-- Work to be completed --
Please move the lines of the listing into your reply, starting with the line with "Tell me — does any tall" and going on through the line with "750, 331, 797, 422", keeping the requests as they stand. Add -145 to every bounding box coordinate in the answers, and give only those lines.

___ Records supplied ___

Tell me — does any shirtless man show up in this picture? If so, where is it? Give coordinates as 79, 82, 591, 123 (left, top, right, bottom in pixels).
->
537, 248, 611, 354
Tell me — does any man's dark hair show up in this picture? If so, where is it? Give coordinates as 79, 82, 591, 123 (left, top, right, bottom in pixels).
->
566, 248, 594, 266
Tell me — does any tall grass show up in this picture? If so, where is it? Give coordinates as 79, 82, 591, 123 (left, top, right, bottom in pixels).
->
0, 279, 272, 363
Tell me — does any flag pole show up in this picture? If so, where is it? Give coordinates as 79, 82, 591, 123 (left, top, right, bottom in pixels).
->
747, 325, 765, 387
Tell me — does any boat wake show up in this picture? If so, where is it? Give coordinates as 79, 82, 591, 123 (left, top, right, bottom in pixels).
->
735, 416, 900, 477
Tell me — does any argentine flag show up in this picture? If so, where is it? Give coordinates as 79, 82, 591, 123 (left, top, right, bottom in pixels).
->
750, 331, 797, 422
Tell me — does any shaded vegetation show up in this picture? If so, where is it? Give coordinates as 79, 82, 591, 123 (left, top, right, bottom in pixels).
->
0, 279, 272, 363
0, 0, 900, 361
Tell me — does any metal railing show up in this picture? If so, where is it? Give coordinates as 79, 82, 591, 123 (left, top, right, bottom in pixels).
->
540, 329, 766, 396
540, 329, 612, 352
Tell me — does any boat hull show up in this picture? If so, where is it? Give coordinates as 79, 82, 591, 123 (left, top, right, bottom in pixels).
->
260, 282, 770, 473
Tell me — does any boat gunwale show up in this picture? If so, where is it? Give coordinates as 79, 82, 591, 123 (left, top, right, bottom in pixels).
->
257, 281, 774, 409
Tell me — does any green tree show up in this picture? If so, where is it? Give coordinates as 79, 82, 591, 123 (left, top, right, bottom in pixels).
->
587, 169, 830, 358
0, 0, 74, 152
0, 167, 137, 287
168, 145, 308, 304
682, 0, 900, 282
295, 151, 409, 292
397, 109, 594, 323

___

-- Exercise output --
Tell me — does any tall grass show up in this picture? If so, where is it? Give coordinates as 79, 82, 591, 123 (left, top, right, bottom in pixels).
->
-145, 134, 127, 218
Tell me — does any flag pole show up in this picture? If so, where is it? Give coordinates as 79, 82, 591, 123 (left, top, right, bottom in pixels).
->
602, 180, 620, 242
Tell me — does any boat wake show up in this picture? If so, where is it? Give coordinates as 79, 82, 591, 123 (left, top, right, bottom in pixels).
->
590, 271, 755, 332
Tell me — does any argentine flag show up in this picture? If so, where is it? Give coordinates as 79, 82, 591, 123 (left, top, right, bottom in pixels).
->
605, 186, 652, 277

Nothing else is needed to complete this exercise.